| INSTRUCTIONS TO FOLLOW |
Any picture must be dropped, but each line of the data should be duplicated exactly.

| GIVEN INFORMATION |
####################
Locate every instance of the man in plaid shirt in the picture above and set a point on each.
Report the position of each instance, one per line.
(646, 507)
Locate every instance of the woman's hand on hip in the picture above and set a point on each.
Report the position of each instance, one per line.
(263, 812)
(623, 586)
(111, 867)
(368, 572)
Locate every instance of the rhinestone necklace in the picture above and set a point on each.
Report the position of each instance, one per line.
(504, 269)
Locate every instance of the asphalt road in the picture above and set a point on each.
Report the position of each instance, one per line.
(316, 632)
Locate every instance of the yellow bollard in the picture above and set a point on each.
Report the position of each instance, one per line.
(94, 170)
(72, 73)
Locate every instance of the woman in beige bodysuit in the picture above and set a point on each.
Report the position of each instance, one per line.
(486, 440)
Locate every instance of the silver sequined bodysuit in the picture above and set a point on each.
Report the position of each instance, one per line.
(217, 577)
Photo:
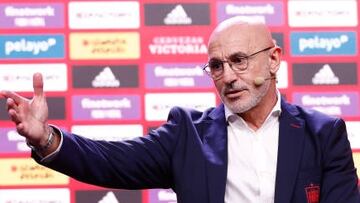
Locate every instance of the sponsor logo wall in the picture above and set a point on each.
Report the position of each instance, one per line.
(113, 69)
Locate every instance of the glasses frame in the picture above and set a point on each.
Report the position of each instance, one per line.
(206, 67)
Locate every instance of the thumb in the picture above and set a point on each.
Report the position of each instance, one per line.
(38, 85)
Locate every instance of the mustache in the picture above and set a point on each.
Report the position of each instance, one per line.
(233, 87)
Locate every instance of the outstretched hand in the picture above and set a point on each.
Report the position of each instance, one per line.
(30, 116)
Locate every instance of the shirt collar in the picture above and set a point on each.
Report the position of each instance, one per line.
(276, 111)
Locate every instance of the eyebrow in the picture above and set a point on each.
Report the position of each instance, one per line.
(236, 54)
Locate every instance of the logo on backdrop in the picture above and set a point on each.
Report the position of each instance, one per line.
(95, 107)
(316, 13)
(177, 14)
(106, 132)
(325, 74)
(108, 196)
(158, 105)
(177, 45)
(112, 45)
(353, 131)
(105, 76)
(167, 75)
(331, 103)
(31, 46)
(162, 196)
(58, 195)
(279, 40)
(25, 15)
(269, 13)
(104, 15)
(323, 43)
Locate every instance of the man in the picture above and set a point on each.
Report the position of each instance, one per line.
(254, 147)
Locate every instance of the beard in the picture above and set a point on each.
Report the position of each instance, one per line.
(242, 105)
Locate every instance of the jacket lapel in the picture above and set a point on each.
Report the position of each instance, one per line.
(291, 136)
(215, 150)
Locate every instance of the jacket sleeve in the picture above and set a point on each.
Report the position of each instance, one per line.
(144, 162)
(339, 183)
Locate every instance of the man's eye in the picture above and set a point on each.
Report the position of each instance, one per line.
(215, 65)
(238, 59)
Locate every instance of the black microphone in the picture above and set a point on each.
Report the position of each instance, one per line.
(260, 80)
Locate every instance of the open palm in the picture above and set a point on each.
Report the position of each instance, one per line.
(29, 116)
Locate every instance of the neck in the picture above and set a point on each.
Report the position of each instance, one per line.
(257, 115)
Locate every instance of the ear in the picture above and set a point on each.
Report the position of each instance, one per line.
(275, 59)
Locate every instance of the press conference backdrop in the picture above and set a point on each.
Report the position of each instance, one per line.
(113, 69)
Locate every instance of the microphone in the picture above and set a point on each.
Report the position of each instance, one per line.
(260, 80)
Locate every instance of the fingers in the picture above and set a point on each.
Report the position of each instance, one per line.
(38, 85)
(12, 95)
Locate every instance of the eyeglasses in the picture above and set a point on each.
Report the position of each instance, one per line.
(239, 64)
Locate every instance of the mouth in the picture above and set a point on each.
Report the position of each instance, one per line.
(234, 94)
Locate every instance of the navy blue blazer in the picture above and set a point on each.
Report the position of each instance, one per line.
(189, 154)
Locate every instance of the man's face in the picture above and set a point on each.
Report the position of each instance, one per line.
(238, 91)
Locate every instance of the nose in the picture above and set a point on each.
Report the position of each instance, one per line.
(229, 76)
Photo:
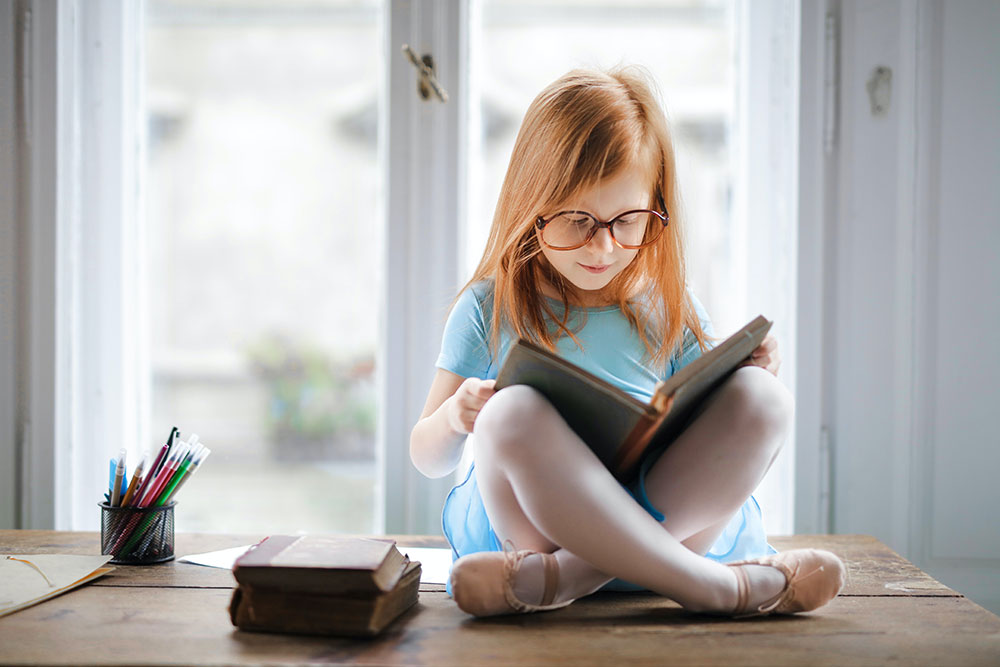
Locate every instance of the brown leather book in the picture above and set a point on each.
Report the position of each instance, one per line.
####################
| FINAL ANSWER |
Locate every instance of the man in plaid shirt in the picture above and set a point on each.
Report the position of each instance, one per line.
(646, 507)
Locate every instance of the woman's hand on hip in the picture above and set a point on each.
Report the position of each instance, one per line.
(263, 812)
(623, 586)
(111, 867)
(368, 572)
Locate every instance of the rhinestone necklace in the picture above and set a point on each.
Report the position of each instance, one per line.
(504, 269)
Locate every instance of the asphalt road in the picture above and set a point on each.
Report the position of each instance, one per line.
(316, 632)
Locate every instance of the yellow bollard in the picture above and set a point on each.
Report the position of each instance, one per line.
(94, 170)
(72, 73)
Locate every instance of the woman in beige bodysuit in the picture above and set a point on each.
Report the position of each instance, one per line.
(486, 440)
Locate every instance of the silver sequined bodysuit in the picture above and set a point on each.
Report the position of each instance, one per line.
(217, 577)
Photo:
Locate every instance of the sponsor logo wall in the picture above and set a point on each.
Report the position of each instance, one per line.
(113, 69)
Locate every instance of the glasses frame in the picture above and set a point on each.
Report the position of each instance, one per line.
(206, 67)
Locate every instance of the thumb in the picture above and set a point on each.
Report the position of each instance, one per line.
(38, 85)
Locate every instance of the mustache in the picture above and set a point on each.
Report the position of each instance, one per line.
(233, 87)
Locate every instance of the outstretched hand in the picture above and set a point on each.
Report the position of each instance, one per line.
(30, 116)
Locate every instance of the shirt collar in the picture above and set a point on each.
Report the position of each instance, one per line.
(276, 111)
Locate every instance of the eyebrow in the picture above and set a point on each.
Report the position of each instance, one per line.
(236, 54)
Locate every instance of the logo on backdrop in the picture above and set a point on each.
Report the position of each instance, one per line.
(95, 107)
(316, 13)
(177, 14)
(106, 132)
(325, 74)
(108, 196)
(158, 105)
(177, 45)
(112, 45)
(353, 131)
(105, 76)
(167, 75)
(331, 103)
(31, 46)
(162, 196)
(58, 195)
(279, 40)
(25, 15)
(269, 13)
(104, 15)
(323, 43)
Locate every instance of the man in the picture above and set a point on each.
Report the position of each instance, one per line.
(254, 147)
Locate every instance of the beard in the picture above and set a point on each.
Report the position of each instance, one per line.
(242, 105)
Locate every instance of the jacket lapel in the picture above and set a point on each.
Report the position of each instance, one per line.
(291, 136)
(215, 150)
Locate every instance of the jacket sleeve in the picture above and set a point on each.
Report the position of each instance, one per line.
(144, 162)
(339, 183)
Locate every instance of the man's eye in the picture above and set a point on each.
Report the position of each instance, one per line.
(215, 65)
(238, 59)
Locate every instance of the black microphone in the picture above and set a point on each.
Report the position of each instance, one per line.
(260, 80)
Locate every instance of the open palm in the picture above and set a point on each.
Report the position of each instance, one per line.
(29, 116)
Locate every instance of the neck in the picture above and set a point on each.
Report the position of each instance, one per line.
(257, 115)
Locate every instance of the ear in the picture above and set a point on each.
Report the position of each instance, one per line.
(275, 59)
Locate every instance of the press conference backdrop in the picture above and set a point on each.
Report the position of each instance, one per line.
(113, 69)
Locate every instance of the microphone in the picture above and set a point on each.
Report the position of each instance, one per line.
(260, 80)
Locate every instance of the fingers in the picture above and set a point on each.
Report the position of each instance, one per line.
(38, 85)
(12, 95)
Locate every instance of the eyeglasses in the picture above and set a point on each.
Report the position of each instance, one per line.
(239, 64)
Locate every instance of the mouth in the picture above and set a point on each.
Report the position of each instance, one per line.
(234, 94)
Locate every instance of the navy blue blazer in the picture above and set a point on each.
Report the position of each instance, one per line.
(189, 154)
Locate every instance of the man's face in the picture above and set a point on each.
Report the position of each instance, one per line.
(238, 91)
Locate every instance of the nose in the picture above and set a point on each.
Report the position of each instance, one per line.
(229, 76)
Photo:
Locate every instance of the brown leather book in the picture above and set a point on each.
Report the position of each instance, one per line.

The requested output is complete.